**Textauszug:**
======

Was wäre, wenn Beton zur Bewältigung der Klimakrise beitragen könnte? – Diese Frage stand am Anfang von neustark, ein vor drei Jahren gegründetes Spin-off der ETH Zürich. 2020 war neustark das erste Unternehmen, das Betonproduzenten die Speicherung von CO2 in Beton ermöglicht. Die Technologie hinter dem aktuell klimafreundlichsten Beton der Schweiz: CO2 in den Poren und an der Oberfläche von Betongranulat als Kalkstein binden. Dieses aufgewertete Granulat wird dann als Sand- und Kiesersatz in frischen Beton eingesetzt. Dank diesem aufgewerteten Granulat ist eine Reduktion des Zements in frischem Beton möglich und das bei gleichbleibenden Eigenschaften. Damit verbessert das Unternehmen die Klimabilanz von Frischbeton um etwa 10 Prozent.

Die beiden Startup-Gründer Johannes Tiefenthaler und Valentin Gutknecht geben sich damit aber noch nicht zufrieden. 2025 soll der erste Beton auf den Markt kommen, der so viel CO2 bindet, wie in der Produktion emittiert werden. Somit würde klimaneutraler Beton tatsächlich Realität. Tiefenthaler und Gutknecht sind überzeugt, dass es sich hierbei um eine Geschäftsmöglichkeit mit Zukunft handelt. «Über 90 Prozent der Personen, denen ich bisher in der Branche begegnet bin, sehen in der Speicherung von CO2 in Beton eine grosse Chance – sowohl aus ökologischer wie aus wirtschaftlicher Perspektive», sagt Tiefenthaler.

======

**Daten:**
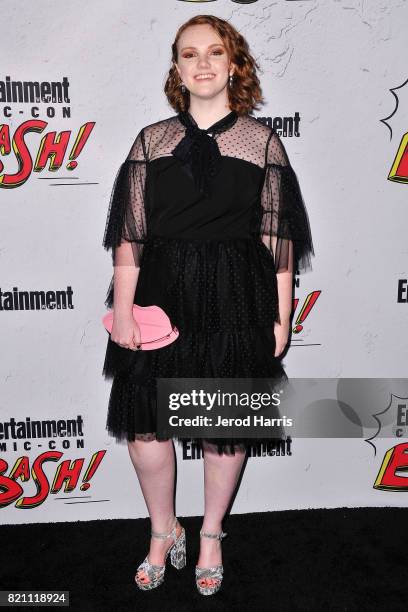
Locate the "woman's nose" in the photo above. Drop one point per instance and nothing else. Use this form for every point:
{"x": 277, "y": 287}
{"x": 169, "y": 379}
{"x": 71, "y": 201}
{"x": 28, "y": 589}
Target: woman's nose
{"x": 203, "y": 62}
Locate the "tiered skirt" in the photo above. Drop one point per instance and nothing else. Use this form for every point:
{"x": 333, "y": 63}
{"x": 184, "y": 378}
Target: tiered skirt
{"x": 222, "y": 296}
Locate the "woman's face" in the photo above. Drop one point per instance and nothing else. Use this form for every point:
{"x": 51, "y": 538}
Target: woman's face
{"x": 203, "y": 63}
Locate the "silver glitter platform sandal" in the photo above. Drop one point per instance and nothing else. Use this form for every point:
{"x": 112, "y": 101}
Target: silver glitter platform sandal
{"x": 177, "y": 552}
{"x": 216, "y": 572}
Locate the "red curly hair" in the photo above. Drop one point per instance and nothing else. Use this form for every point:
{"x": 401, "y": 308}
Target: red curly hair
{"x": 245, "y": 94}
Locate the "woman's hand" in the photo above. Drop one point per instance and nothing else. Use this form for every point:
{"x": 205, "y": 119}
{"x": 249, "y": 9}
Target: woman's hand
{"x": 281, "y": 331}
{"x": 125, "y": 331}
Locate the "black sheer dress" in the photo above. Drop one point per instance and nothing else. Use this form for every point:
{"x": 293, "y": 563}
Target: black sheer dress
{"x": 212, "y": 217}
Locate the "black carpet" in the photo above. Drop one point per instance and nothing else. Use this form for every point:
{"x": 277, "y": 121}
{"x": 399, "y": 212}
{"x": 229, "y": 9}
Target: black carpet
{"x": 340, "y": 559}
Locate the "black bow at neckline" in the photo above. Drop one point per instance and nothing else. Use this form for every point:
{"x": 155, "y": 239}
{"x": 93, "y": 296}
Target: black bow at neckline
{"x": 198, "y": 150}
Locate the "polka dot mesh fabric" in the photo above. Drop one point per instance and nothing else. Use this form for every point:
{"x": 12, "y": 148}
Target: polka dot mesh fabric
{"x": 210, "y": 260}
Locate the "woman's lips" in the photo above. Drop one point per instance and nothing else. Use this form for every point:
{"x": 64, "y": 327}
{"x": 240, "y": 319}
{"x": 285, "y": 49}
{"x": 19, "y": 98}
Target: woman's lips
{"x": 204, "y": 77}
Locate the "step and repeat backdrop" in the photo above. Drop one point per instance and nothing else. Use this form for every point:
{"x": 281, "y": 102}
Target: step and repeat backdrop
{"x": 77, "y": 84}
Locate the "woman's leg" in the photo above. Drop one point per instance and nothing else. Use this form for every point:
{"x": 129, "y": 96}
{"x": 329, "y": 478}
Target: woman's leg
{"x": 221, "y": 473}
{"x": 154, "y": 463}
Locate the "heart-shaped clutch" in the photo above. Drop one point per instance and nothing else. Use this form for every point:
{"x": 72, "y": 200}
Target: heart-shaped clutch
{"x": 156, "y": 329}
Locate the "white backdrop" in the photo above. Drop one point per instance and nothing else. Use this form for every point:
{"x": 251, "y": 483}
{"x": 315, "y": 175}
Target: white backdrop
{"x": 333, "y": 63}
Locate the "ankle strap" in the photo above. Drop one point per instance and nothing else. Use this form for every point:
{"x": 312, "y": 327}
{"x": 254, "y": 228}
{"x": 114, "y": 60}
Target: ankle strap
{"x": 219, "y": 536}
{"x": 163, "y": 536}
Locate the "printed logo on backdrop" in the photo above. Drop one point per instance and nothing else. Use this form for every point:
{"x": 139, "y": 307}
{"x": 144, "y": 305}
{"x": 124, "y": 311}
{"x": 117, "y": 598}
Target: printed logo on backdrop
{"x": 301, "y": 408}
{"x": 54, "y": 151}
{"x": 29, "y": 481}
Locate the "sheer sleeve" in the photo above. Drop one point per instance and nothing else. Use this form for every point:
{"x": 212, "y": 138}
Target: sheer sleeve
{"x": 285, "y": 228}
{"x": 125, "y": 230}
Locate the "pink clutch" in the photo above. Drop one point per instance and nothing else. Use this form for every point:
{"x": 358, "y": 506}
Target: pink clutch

======

**Anweisung A:**
Gib den Text über CO2-Speicherung in Beton wieder, beginnend mit „Was wäre, wenn“ und weiter bis einschließlich „etwa 10 Prozent.“, und benenne dabei „Betongranulat“ in „Abbruchgranulat“ um.
**Anweisung B:**
Führe den Text über CO2-Speicherung in Beton nach seinem letzten Satz weiter.
Das Material spielt hierfür keine Rolle.

**Antwort A:**
Was wäre, wenn Beton zur Bewältigung der Klimakrise beitragen könnte? – Diese Frage stand am Anfang von neustark, ein vor drei Jahren gegründetes Spin-off der ETH Zürich. 2020 war neustark das erste Unternehmen, das Betonproduzenten die Speicherung von CO2 in Beton ermöglicht. Die Technologie hinter dem aktuell klimafreundlichsten Beton der Schweiz: CO2 in den Poren und an der Oberfläche von Abbruchgranulat als Kalkstein binden. Dieses aufgewertete Granulat wird dann als Sand- und Kiesersatz in frischen Beton eingesetzt. Dank diesem aufgewerteten Granulat ist eine Reduktion des Zements in frischem Beton möglich und das bei gleichbleibenden Eigenschaften. Damit verbessert das Unternehmen die Klimabilanz von Frischbeton um etwa 10 Prozent.

**Antwort B:**
Um die Ziele des Pariser Klimaübereinkommens zu erreichen, brauche es aber noch viele weitere Ansätze, so Tiefenthaler. Es bleibe eine grosse Herausforderung, das vom Bund angestrebte Wachstum von Negativemissionstechnologien zu erreichen. Die Jungunternehmer verstehen neustark als Teil der Lösung. Dass ihre Technologie und ihr Geschäftsmodell vielerorts auf Interesse stossen, stimmt die beiden optimistisch. «Auf dem Weg Richtung Klimaneutralität werden sich uns viele neue Möglichkeiten eröffnen, die eine spannende Zukunft versprechen.»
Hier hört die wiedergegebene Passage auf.